Ausgangstext
DER
WEG NACH ZIMBABWE oder VERSUCHE, DIE FREMDE ZU VERSTEHEN
© 1990
Klaus Jürgen Schmidt
DIE QUAL, DAS LEBEN ZU BESCHREIBEN
"SPITTING IMAGES" heißt eine britische TV-Serie,
deren ätzende Satire in einem winzigen Ausschnitt dem
westdeutschen Fernsehpublikum als Beispiel dafür gezeigt
wurde, was Zuschauern u n d Politikern in einem anderen
Land zugemutet werden kann; das Bundeskanzleramt hatte
zuvor bei deutschen Fernsehgewaltigen erfolgreich
Beschwerde geführt über einen erfundenen Dialog
zwischen Helmut Kohl und US-Präsident Reagan im Vorfeld
der Begegnung beider Politiker an den Kriegsgräbern von
Bitburg. Spitting Images das sind bösartige
Karikaturen in Puppenform, die den britischen
Fernsehzuschauern die Größen dieser Welt in absurden
Szenen vorführen: Da geht dem amerikanischen Präsidenten
das Gehirn verloren und wird verzweifelt überall
gesucht, der sterbende Breschnew wird von ebenso
aussehenden Breschnew-Karikaturen im Kreml als Staffage für
aberwitzige Politentscheidungen wie eine Marionette
manipuliert und ganz traurig geht es im britischen Könighaus
zu, wo ein mit übergroßen Segelohren versehener Prinz
Charles hoffnungslos an der verschlossenen Schlafzimmertür
seiner Prinzessin Diana klopft, während eine Szene
weiter sich die spitznasige Maggi Thatcher von ihrem
greisen Nachbarn in Sachen Nordirland beraten läßt
einem Hitler-Opa, der genießerisch seine zur
Insektenvernichtung im Garten eingesetzte Giftgasspritze
als Lösung vorschlägt.

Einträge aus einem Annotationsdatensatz

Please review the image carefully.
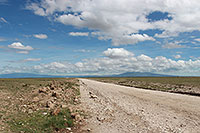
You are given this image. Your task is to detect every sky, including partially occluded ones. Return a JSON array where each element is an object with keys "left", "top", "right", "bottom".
[{"left": 0, "top": 0, "right": 200, "bottom": 76}]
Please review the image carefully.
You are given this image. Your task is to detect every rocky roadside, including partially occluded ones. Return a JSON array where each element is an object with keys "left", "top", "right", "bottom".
[
  {"left": 95, "top": 79, "right": 200, "bottom": 96},
  {"left": 1, "top": 79, "right": 85, "bottom": 133}
]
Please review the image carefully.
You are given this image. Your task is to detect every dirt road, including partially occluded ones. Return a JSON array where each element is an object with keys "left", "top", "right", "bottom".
[{"left": 80, "top": 79, "right": 200, "bottom": 133}]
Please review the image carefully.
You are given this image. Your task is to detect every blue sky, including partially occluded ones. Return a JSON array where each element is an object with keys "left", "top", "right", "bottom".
[{"left": 0, "top": 0, "right": 200, "bottom": 76}]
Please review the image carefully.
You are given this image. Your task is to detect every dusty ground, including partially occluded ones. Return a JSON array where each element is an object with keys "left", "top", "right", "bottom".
[
  {"left": 0, "top": 78, "right": 84, "bottom": 133},
  {"left": 80, "top": 79, "right": 200, "bottom": 133},
  {"left": 91, "top": 77, "right": 200, "bottom": 96}
]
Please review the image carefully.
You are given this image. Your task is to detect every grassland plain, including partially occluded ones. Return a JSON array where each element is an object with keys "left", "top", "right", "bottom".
[
  {"left": 89, "top": 77, "right": 200, "bottom": 96},
  {"left": 0, "top": 78, "right": 84, "bottom": 133}
]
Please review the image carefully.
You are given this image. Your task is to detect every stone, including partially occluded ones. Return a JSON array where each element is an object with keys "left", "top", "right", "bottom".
[
  {"left": 46, "top": 101, "right": 55, "bottom": 109},
  {"left": 52, "top": 108, "right": 60, "bottom": 116},
  {"left": 61, "top": 104, "right": 67, "bottom": 108},
  {"left": 66, "top": 127, "right": 72, "bottom": 131},
  {"left": 87, "top": 128, "right": 91, "bottom": 132},
  {"left": 33, "top": 97, "right": 40, "bottom": 102}
]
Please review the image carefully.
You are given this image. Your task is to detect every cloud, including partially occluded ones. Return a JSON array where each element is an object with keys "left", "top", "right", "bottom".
[
  {"left": 33, "top": 34, "right": 48, "bottom": 39},
  {"left": 8, "top": 42, "right": 33, "bottom": 51},
  {"left": 0, "top": 0, "right": 8, "bottom": 5},
  {"left": 69, "top": 32, "right": 89, "bottom": 36},
  {"left": 103, "top": 48, "right": 134, "bottom": 58},
  {"left": 16, "top": 51, "right": 29, "bottom": 54},
  {"left": 0, "top": 48, "right": 200, "bottom": 76},
  {"left": 22, "top": 58, "right": 41, "bottom": 62},
  {"left": 194, "top": 38, "right": 200, "bottom": 42},
  {"left": 26, "top": 0, "right": 200, "bottom": 46},
  {"left": 173, "top": 54, "right": 181, "bottom": 59},
  {"left": 0, "top": 37, "right": 6, "bottom": 42},
  {"left": 112, "top": 34, "right": 155, "bottom": 46},
  {"left": 74, "top": 49, "right": 95, "bottom": 53},
  {"left": 0, "top": 17, "right": 8, "bottom": 24},
  {"left": 162, "top": 42, "right": 187, "bottom": 49}
]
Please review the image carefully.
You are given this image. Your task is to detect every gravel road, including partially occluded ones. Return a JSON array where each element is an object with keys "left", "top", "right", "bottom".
[{"left": 79, "top": 79, "right": 200, "bottom": 133}]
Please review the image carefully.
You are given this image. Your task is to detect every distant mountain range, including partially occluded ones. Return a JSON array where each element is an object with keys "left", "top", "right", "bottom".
[
  {"left": 0, "top": 72, "right": 174, "bottom": 78},
  {"left": 0, "top": 73, "right": 64, "bottom": 78},
  {"left": 112, "top": 72, "right": 174, "bottom": 77}
]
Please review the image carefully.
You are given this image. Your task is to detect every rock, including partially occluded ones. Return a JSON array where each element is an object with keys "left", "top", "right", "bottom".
[
  {"left": 87, "top": 128, "right": 91, "bottom": 132},
  {"left": 51, "top": 91, "right": 58, "bottom": 97},
  {"left": 52, "top": 108, "right": 60, "bottom": 116},
  {"left": 46, "top": 101, "right": 55, "bottom": 109},
  {"left": 74, "top": 98, "right": 78, "bottom": 102},
  {"left": 28, "top": 109, "right": 33, "bottom": 114},
  {"left": 71, "top": 113, "right": 76, "bottom": 119},
  {"left": 75, "top": 114, "right": 81, "bottom": 121},
  {"left": 90, "top": 95, "right": 97, "bottom": 99},
  {"left": 33, "top": 97, "right": 40, "bottom": 102},
  {"left": 66, "top": 127, "right": 72, "bottom": 131},
  {"left": 97, "top": 117, "right": 105, "bottom": 122},
  {"left": 39, "top": 87, "right": 47, "bottom": 94},
  {"left": 61, "top": 104, "right": 67, "bottom": 108},
  {"left": 42, "top": 112, "right": 47, "bottom": 115},
  {"left": 89, "top": 91, "right": 97, "bottom": 99}
]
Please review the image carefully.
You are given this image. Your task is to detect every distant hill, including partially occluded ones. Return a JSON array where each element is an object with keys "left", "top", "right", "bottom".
[
  {"left": 111, "top": 72, "right": 174, "bottom": 77},
  {"left": 0, "top": 73, "right": 64, "bottom": 78},
  {"left": 0, "top": 72, "right": 174, "bottom": 78}
]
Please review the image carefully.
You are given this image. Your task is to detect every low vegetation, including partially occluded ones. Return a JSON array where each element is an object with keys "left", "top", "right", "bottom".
[
  {"left": 91, "top": 77, "right": 200, "bottom": 96},
  {"left": 0, "top": 78, "right": 84, "bottom": 133}
]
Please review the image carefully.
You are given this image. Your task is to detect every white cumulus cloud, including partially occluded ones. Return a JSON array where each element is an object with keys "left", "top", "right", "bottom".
[
  {"left": 8, "top": 42, "right": 33, "bottom": 51},
  {"left": 26, "top": 0, "right": 200, "bottom": 45},
  {"left": 69, "top": 32, "right": 89, "bottom": 36},
  {"left": 162, "top": 43, "right": 186, "bottom": 49},
  {"left": 33, "top": 34, "right": 48, "bottom": 39},
  {"left": 174, "top": 54, "right": 181, "bottom": 59},
  {"left": 103, "top": 48, "right": 134, "bottom": 58},
  {"left": 22, "top": 58, "right": 41, "bottom": 62}
]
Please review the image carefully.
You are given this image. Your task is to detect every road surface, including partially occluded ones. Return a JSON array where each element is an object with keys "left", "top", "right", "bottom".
[{"left": 79, "top": 79, "right": 200, "bottom": 133}]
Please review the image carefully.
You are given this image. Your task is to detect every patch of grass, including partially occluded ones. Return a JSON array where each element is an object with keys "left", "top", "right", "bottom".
[
  {"left": 90, "top": 77, "right": 200, "bottom": 94},
  {"left": 8, "top": 109, "right": 74, "bottom": 133}
]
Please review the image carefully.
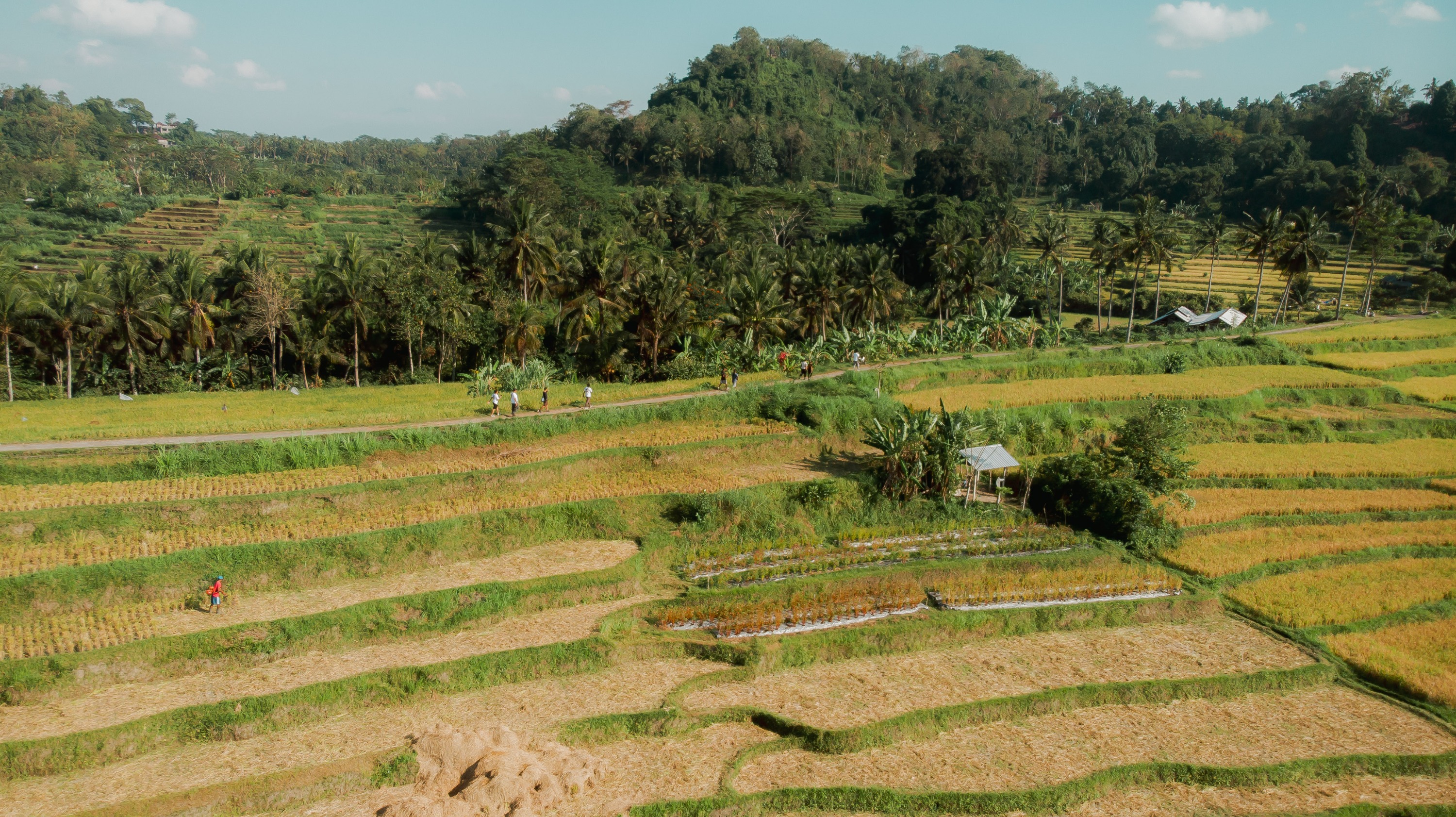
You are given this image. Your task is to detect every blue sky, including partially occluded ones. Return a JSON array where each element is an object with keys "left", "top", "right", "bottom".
[{"left": 0, "top": 0, "right": 1456, "bottom": 140}]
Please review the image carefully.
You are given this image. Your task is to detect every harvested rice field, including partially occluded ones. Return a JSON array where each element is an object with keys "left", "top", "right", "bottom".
[
  {"left": 1188, "top": 440, "right": 1456, "bottom": 476},
  {"left": 1163, "top": 518, "right": 1456, "bottom": 577},
  {"left": 898, "top": 366, "right": 1382, "bottom": 411},
  {"left": 1168, "top": 488, "right": 1456, "bottom": 527},
  {"left": 1226, "top": 559, "right": 1456, "bottom": 628},
  {"left": 1325, "top": 619, "right": 1456, "bottom": 708},
  {"left": 735, "top": 686, "right": 1456, "bottom": 792},
  {"left": 683, "top": 615, "right": 1310, "bottom": 730}
]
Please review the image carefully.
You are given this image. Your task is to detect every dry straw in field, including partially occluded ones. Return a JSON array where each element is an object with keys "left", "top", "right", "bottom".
[
  {"left": 1168, "top": 488, "right": 1456, "bottom": 527},
  {"left": 1188, "top": 440, "right": 1456, "bottom": 476},
  {"left": 900, "top": 366, "right": 1382, "bottom": 411},
  {"left": 1163, "top": 516, "right": 1456, "bottom": 575},
  {"left": 0, "top": 437, "right": 826, "bottom": 577},
  {"left": 1325, "top": 619, "right": 1456, "bottom": 706},
  {"left": 1227, "top": 559, "right": 1456, "bottom": 626},
  {"left": 1309, "top": 347, "right": 1456, "bottom": 371},
  {"left": 0, "top": 421, "right": 794, "bottom": 513}
]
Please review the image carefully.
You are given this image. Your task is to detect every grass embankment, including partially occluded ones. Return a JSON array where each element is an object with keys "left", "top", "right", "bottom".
[
  {"left": 1309, "top": 347, "right": 1456, "bottom": 371},
  {"left": 0, "top": 419, "right": 796, "bottom": 513},
  {"left": 898, "top": 366, "right": 1382, "bottom": 411},
  {"left": 1163, "top": 516, "right": 1456, "bottom": 577},
  {"left": 1224, "top": 558, "right": 1456, "bottom": 628},
  {"left": 1188, "top": 438, "right": 1456, "bottom": 478},
  {"left": 1169, "top": 488, "right": 1456, "bottom": 527},
  {"left": 0, "top": 435, "right": 826, "bottom": 577},
  {"left": 1324, "top": 619, "right": 1456, "bottom": 708}
]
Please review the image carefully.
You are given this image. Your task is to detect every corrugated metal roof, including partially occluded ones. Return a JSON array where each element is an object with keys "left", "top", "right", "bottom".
[{"left": 961, "top": 446, "right": 1021, "bottom": 470}]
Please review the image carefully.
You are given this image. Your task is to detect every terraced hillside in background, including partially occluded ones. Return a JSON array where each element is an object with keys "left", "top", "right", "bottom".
[{"left": 0, "top": 325, "right": 1456, "bottom": 817}]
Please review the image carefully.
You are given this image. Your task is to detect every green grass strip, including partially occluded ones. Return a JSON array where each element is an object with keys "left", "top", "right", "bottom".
[
  {"left": 0, "top": 555, "right": 646, "bottom": 703},
  {"left": 630, "top": 753, "right": 1456, "bottom": 817},
  {"left": 0, "top": 636, "right": 617, "bottom": 781},
  {"left": 559, "top": 664, "right": 1338, "bottom": 754}
]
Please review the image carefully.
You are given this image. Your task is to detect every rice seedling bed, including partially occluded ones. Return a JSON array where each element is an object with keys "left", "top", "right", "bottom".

Aufgaben
**A.** Filtere aus den Datensätzen jede Zeile heraus, in der das Wort „cloud“ vorkommt, und gib diese Zeilen wieder. Groß- und Kleinschreibung ist dabei zu beachten.
**B.** Führe den Text über die britische Satireserie „Spitting Images“ im Anschluss an seinen letzten Satz weiter.
Der Text und die Datensätze stehen in keinem Zusammenhang miteinander.

Geordnete Antworten
**A.**
You are given this image. Your task is to detect every cloud, including partially occluded ones. Return a JSON array where each element is an object with keys "left", "top", "right", "bottom".
You are given this image. Your task is to detect every white cumulus cloud, including partially occluded ones. Return a JSON array where each element is an object with keys "left", "top", "right", "bottom".

**B.**
"Oha," denke ich, als ich nach meiner Ankunft
im Jahr 1985 diese Serie jede Woche über zimbabwesche TV-Schirme
flimmern sehe, "hier geht der Zug ab!" Weder
amerikanische, noch britische, noch sowjetische Botschaft
werden diese wöchentliche Fernsehbotschaft mit Vergnügen
sehen, und meine Hochachtung vor der Entschlußfreudigkeit
der ZBC-Gewaltigen steigt ins Unermeßliche als eines
Abends in einer Szene der Jet-Set führender
Protagonisten der Dritten Welt bei einem fröhlichen
Gelage an Bord eines Flugzeuges Erfahrungen austauscht.
Jassir Arafat, Superheld, spielt gerade mit seinem
Revolver, als ein Schwarzer, mit grotesker Nickelbrille
das Bild füllend, zu einem Ratschlag anhebt: "Wer
wissen will, wie Vetternwirtschaft funktioniert, braucht
bloß mein Land zu besuchen!"
Ich traue meinen Augen nicht: Der da mit glitzernden
Brillengläsern agiert, ist das "spitting image"
Robert Mugabes.
"Mir wäre fast die Teetasse aus der Hand gefallen,"
sagt mir ein paar Tage später jemand aus dem
Informationsministerium, als ich gerade zu einer
Lobpreisung der freien Programmwahl ansetzen will. Ich
erfahre, daß eher bei der Programmabnahme geschlafen
wurde (vermutlich hatte es gar keine gegeben), mit der
Folge, daß es aus ist mit der fremden Satire auf
zimbabweschen Bildschirmen. Ich lerne bald, im Grunde war
es überhaupt keine bewußte Entscheidung, "SPITTING
IMAGES" zu zeigen; es war der schlichte Zwang,
Sendezeit zu füllen, und da ist es egal, ob mit einer
anspruchsvollen, aber preiswerten europäischen Satire-Serie
oder mit billigen Kung-Fu-Importen aus Hong Kong. Das
Fernsehangebot ist ein entsprechendes Sammelsurium von
internationalen Ladenhütern mit zufälligen
Glanzlichtern, die unerkannt zu später Nachtzeit oder
sonntagvormittags verramscht werden ein Konzept
ist nicht zu erkennen, eigene Produktionen finden kaum
statt, die lokale Werbewirtschaft will ihre Botschaften
lieber in fremder Fernsehware verpacken. Das ist
allerdings nur die ökonomische Seite, die inhaltliche
ist noch schwieriger zu meistern.
In meinem Schrank hängt ein leicht fleckiger Schlips,
ich kann ihn seinem Besitzer nicht mehr zurückgeben, er
ist tot. Er starb, nur 35 Jahre alt, 1987 in Harare
als Enfant terrible der neuen zimbabweschen
Literatur: Dambudzo Marechera.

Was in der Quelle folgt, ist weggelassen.